*Extract provided*
--------------------------------------------------

What I found and subsequently purchased was, and still is, Graves’ 1999 Industrial Designers Society of America Gold Medal Winning toaster. It is a beautiful white ovoid affair with his signature light blue “start toasting” handle and a light yellow “how dark” dial on the front, with small stainless steel disks arrayed like the floor numbers on an old elevator dial. This brave little toaster handles all kinds of bread, bagels, frozen waffles, waffle sticks, French toast, and pancakes with aplomb. The unit has been functioning quite well for over two years and, knock on Herman Miller, shows no signs of letting up. It is a constant source of conversation with guests.

In the coffee area, I have yet to fare as well. When our under cabinet Black and Decker's coffee maker quit, OK not so much as to quit as was figuratively thrown from a window, we went looking for a new one. We had to as this was in the dark days before Starbucks graced the gentle shores of the Norwalk River. Now I know that most folk under the age of 17 cannot imagine Wilton Center without Starbucks, but indeed there was a time, known by many as The Dark Ages when there was nary a Venti Decaf Hazelnut Latte to be had for any price in these here parts. I don’t know how we survived either.

--------------------------------------------------

*Dataset entries*
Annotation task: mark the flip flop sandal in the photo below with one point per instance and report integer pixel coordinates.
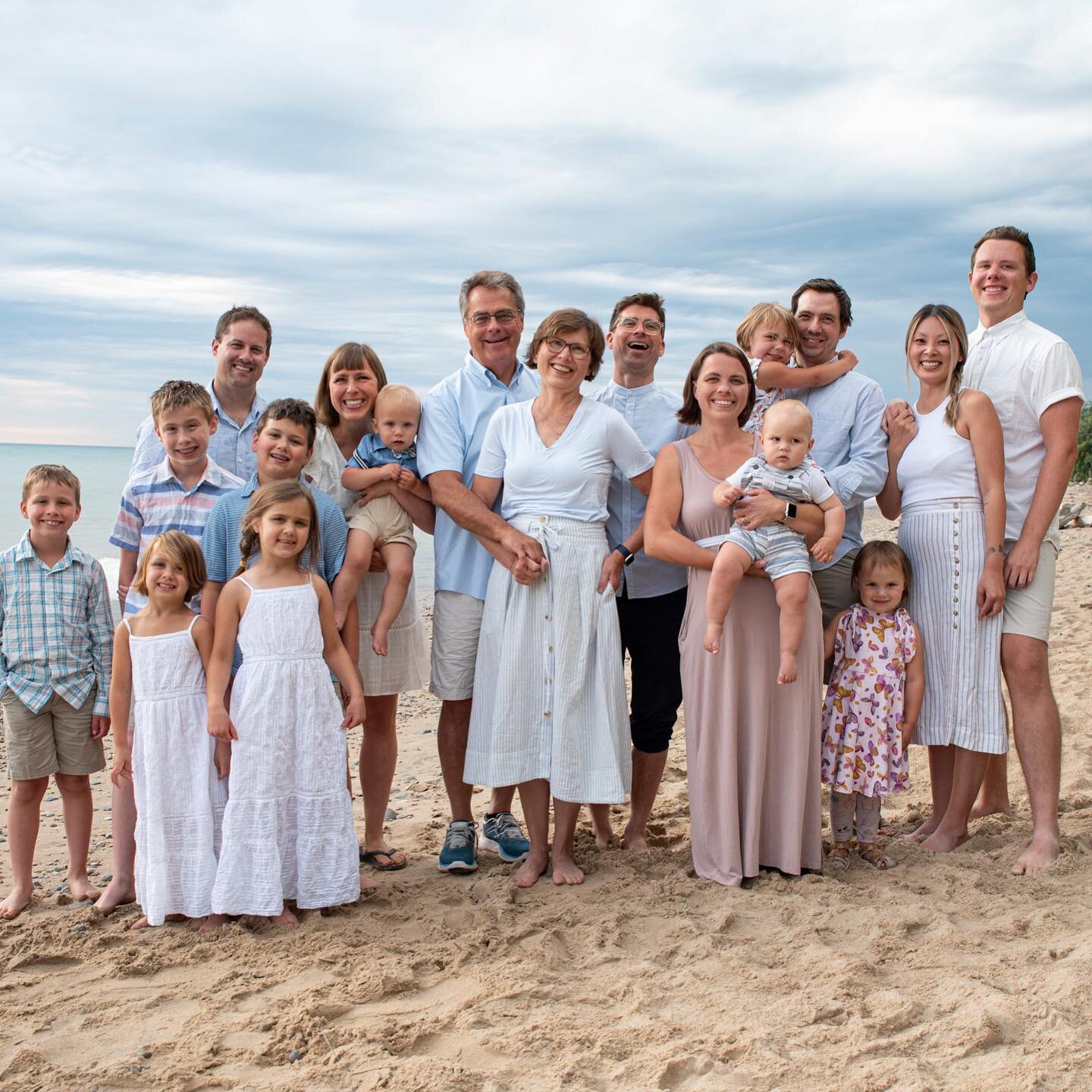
(372, 858)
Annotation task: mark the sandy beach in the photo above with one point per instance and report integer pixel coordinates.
(946, 973)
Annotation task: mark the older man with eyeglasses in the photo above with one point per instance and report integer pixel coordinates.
(651, 598)
(454, 416)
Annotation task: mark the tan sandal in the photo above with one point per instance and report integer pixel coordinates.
(873, 855)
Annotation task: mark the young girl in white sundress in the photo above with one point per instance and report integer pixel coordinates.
(159, 659)
(288, 823)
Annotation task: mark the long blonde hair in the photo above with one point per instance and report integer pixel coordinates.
(275, 493)
(953, 327)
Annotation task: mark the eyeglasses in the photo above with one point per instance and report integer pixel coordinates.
(577, 352)
(649, 325)
(504, 317)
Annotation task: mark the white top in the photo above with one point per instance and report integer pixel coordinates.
(570, 479)
(938, 462)
(1025, 369)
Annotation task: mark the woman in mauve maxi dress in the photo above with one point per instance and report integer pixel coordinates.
(752, 746)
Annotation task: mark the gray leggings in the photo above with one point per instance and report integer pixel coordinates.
(842, 807)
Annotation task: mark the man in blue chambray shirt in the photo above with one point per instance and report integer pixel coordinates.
(454, 416)
(850, 448)
(651, 598)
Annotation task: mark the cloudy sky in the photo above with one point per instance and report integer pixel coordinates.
(344, 165)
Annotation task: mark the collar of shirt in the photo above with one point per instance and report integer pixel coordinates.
(25, 551)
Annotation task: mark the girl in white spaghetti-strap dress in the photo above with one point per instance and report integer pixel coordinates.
(288, 824)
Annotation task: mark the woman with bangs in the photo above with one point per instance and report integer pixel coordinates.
(352, 377)
(946, 479)
(550, 709)
(752, 746)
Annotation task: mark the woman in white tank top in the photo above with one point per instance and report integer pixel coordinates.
(946, 479)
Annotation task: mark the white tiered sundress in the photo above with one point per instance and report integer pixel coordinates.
(179, 797)
(288, 824)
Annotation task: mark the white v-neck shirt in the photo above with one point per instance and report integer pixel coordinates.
(571, 478)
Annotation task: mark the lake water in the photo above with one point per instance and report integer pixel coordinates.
(103, 473)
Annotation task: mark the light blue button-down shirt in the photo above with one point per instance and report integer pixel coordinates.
(650, 411)
(851, 448)
(454, 416)
(230, 447)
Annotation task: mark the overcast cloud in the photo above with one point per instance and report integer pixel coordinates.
(343, 168)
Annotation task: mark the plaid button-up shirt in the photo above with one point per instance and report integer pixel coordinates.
(56, 628)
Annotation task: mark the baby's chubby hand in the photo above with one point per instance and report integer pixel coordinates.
(726, 494)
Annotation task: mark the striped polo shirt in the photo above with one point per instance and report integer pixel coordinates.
(154, 500)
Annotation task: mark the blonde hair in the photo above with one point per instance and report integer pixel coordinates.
(953, 327)
(772, 315)
(352, 356)
(50, 472)
(275, 493)
(179, 394)
(181, 550)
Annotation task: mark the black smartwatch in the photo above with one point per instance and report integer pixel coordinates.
(627, 555)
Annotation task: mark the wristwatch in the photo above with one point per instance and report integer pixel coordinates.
(627, 555)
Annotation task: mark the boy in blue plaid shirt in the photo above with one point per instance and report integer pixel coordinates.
(56, 642)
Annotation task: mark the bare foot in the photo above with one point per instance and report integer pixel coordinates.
(940, 841)
(566, 871)
(533, 866)
(922, 833)
(1040, 854)
(14, 905)
(990, 807)
(82, 889)
(117, 893)
(786, 672)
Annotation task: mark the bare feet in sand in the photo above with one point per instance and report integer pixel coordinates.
(14, 905)
(566, 871)
(534, 865)
(117, 893)
(1040, 854)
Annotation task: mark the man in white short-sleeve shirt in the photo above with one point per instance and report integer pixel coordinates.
(1034, 381)
(454, 416)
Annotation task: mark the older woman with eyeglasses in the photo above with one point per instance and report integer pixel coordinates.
(550, 699)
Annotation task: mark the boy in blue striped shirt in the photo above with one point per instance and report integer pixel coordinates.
(56, 645)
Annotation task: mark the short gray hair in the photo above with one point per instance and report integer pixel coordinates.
(489, 278)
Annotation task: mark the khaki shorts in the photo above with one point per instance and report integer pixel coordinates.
(457, 623)
(382, 518)
(57, 739)
(1028, 610)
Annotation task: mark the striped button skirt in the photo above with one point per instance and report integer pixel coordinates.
(550, 696)
(946, 543)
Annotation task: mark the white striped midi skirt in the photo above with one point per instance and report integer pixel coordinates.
(550, 696)
(946, 543)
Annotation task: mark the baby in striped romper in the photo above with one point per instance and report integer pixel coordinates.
(786, 441)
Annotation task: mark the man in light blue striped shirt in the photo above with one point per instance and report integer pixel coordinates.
(651, 598)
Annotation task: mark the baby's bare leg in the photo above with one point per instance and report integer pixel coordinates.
(732, 563)
(357, 558)
(792, 592)
(397, 557)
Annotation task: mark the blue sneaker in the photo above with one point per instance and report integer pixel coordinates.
(460, 848)
(503, 834)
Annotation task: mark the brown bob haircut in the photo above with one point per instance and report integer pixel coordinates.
(352, 356)
(566, 322)
(184, 551)
(690, 412)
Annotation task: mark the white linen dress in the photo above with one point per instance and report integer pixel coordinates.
(550, 695)
(288, 823)
(179, 797)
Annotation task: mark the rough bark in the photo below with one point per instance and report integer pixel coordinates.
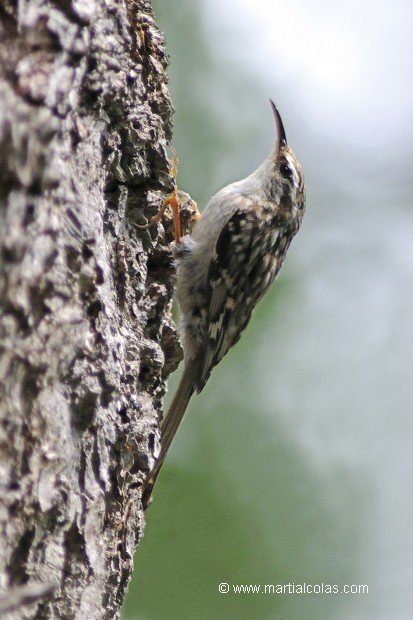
(86, 336)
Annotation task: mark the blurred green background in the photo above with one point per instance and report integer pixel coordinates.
(295, 463)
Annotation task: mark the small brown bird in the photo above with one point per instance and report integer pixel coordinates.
(226, 266)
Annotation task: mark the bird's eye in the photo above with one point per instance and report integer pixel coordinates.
(286, 171)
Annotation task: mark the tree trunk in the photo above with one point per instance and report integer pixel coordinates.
(86, 336)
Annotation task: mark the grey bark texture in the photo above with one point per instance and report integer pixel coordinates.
(86, 335)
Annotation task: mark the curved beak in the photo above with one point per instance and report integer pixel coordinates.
(282, 138)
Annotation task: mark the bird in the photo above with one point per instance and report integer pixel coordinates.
(226, 265)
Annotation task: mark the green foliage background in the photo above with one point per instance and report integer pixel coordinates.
(246, 495)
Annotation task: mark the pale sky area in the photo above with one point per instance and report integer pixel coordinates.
(347, 325)
(317, 395)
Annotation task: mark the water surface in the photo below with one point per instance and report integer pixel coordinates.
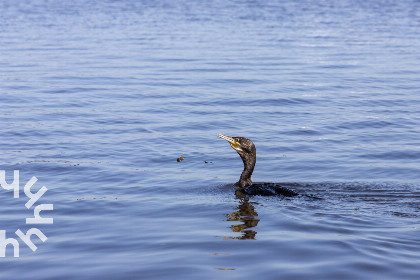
(99, 98)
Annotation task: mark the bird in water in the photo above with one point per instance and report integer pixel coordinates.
(246, 150)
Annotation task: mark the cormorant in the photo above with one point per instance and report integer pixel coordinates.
(246, 150)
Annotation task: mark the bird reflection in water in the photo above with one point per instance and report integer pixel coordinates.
(246, 214)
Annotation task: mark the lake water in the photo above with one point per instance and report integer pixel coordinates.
(99, 98)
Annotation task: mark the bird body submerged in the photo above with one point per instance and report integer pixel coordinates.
(246, 150)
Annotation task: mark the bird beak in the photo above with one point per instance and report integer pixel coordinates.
(234, 144)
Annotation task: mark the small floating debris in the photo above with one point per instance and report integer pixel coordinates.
(181, 158)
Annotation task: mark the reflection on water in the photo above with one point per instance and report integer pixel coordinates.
(246, 214)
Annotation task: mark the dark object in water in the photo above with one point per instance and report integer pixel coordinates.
(246, 150)
(181, 158)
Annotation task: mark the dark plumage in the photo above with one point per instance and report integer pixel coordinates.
(246, 150)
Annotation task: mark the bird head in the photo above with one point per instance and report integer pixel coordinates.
(242, 145)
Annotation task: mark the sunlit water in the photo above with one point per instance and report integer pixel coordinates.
(99, 98)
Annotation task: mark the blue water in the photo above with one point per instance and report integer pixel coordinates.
(99, 98)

--------------------------------------------------

*Stated task A*
Reproduce the passage about the toaster and the coffee maker between "In the coffee" and "we survived either.", inclusive, substituting "espresso machine" for "coffee maker".
*Stated task B*
Resume the passage about the toaster and the coffee maker, beginning immediately after its final sentence.

*Right answer A*
In the coffee area, I have yet to fare as well. When our under cabinet Black and Decker's espresso machine quit, OK not so much as to quit as was figuratively thrown from a window, we went looking for a new one. We had to as this was in the dark days before Starbucks graced the gentle shores of the Norwalk River. Now I know that most folk under the age of 17 cannot imagine Wilton Center without Starbucks, but indeed there was a time, known by many as The Dark Ages when there was nary a Venti Decaf Hazelnut Latte to be had for any price in these here parts. I don’t know how we survived either.

*Right answer B*
We replaced it with a ubiquitous Mr. Coffee machine, which was like playing Russian roulette every time you turned it on. Chances were 1 in 3 that the “stop dripping while you take the carafe out to pour a cup” stopper in the bottom of the basket would clog. The basket would overflow and the kitchen counter would rapidly resemble a re-enactment of Moses putting the Red Sea back together, but as done by Exxon Valdez captain Joseph Hazelwood.

Taking pity on us, some friends gave us a Cuisinart Grind and Brew. This was like coffee Nirvana (the pre-grunge Nirvana), like Xanadu with caffeine. You poured in water and coffee beans, and you got a great cup of coffee. First, the coffee beans went in a hopper and the water in a reservoir. When the machine started, the coffee beans were rapidly ground emitting a sound, not unlike five pounds of gravel placed in a clothes dryer (don’t experiment, just take my word on it). The newly pulverized coffee was then blown up a chute into the basket.
It also, however, coated everything inside the coffee maker with a fine brown powder. Once the steaming hot water started to flow, some of the steam would “effervesce” into the newly coated cavities and join with the brown powder to form coffee-crete. Not as strong as concrete but just hard enough that the daily cleaning of the machine gradually got longer and longer until we were spending the same amount of time getting ready to make coffee that Henry J. Kaiser took to build a Liberty Ship. It was at this point in our lives that Q-tips moved to the cabinet with the filters and coffee.
When the Cuisinart quit we decided against having it fixed. We were tired, out of Q-tips and our hands smelt of old coffee.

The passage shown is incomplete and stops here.